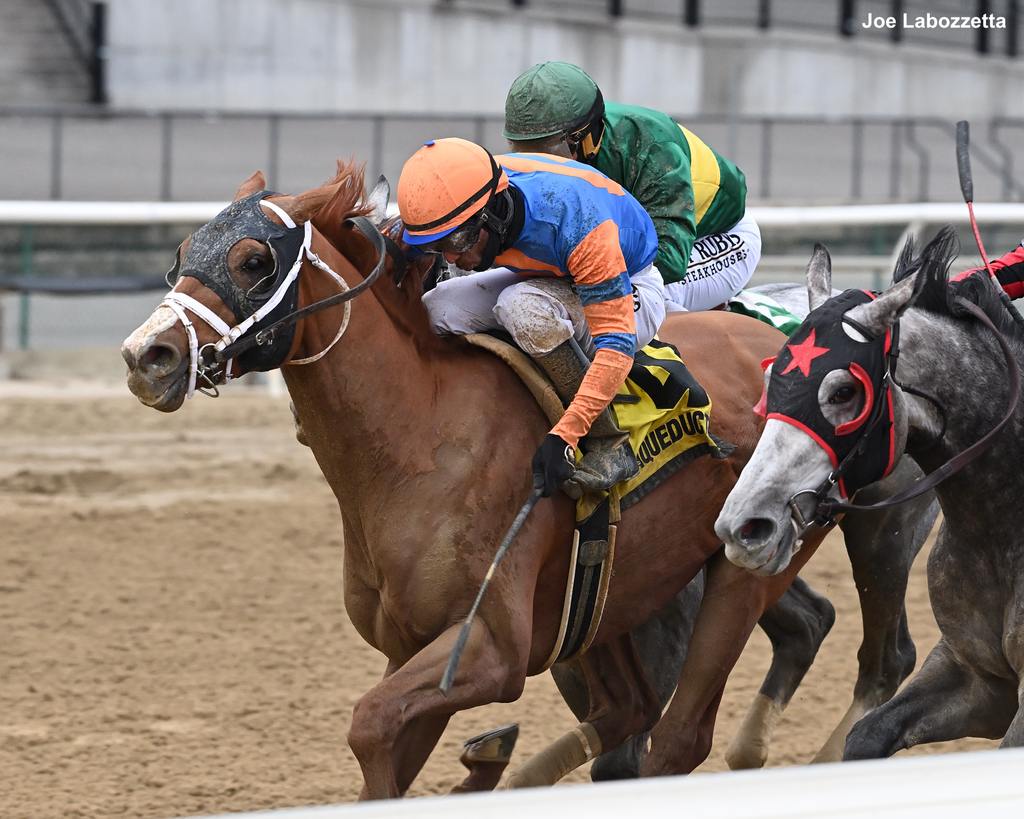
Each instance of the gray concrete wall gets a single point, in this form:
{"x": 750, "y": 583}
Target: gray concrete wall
{"x": 37, "y": 62}
{"x": 422, "y": 55}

────────────────────

- **YOUR ASSIGNMENT**: Write the listing out exactly, word for word, but omit the pictures.

- **EXPECTED ANSWER**:
Each instance of the gray concrete wall gets a single point, in this form:
{"x": 750, "y": 583}
Target: gray concrete wall
{"x": 37, "y": 62}
{"x": 422, "y": 55}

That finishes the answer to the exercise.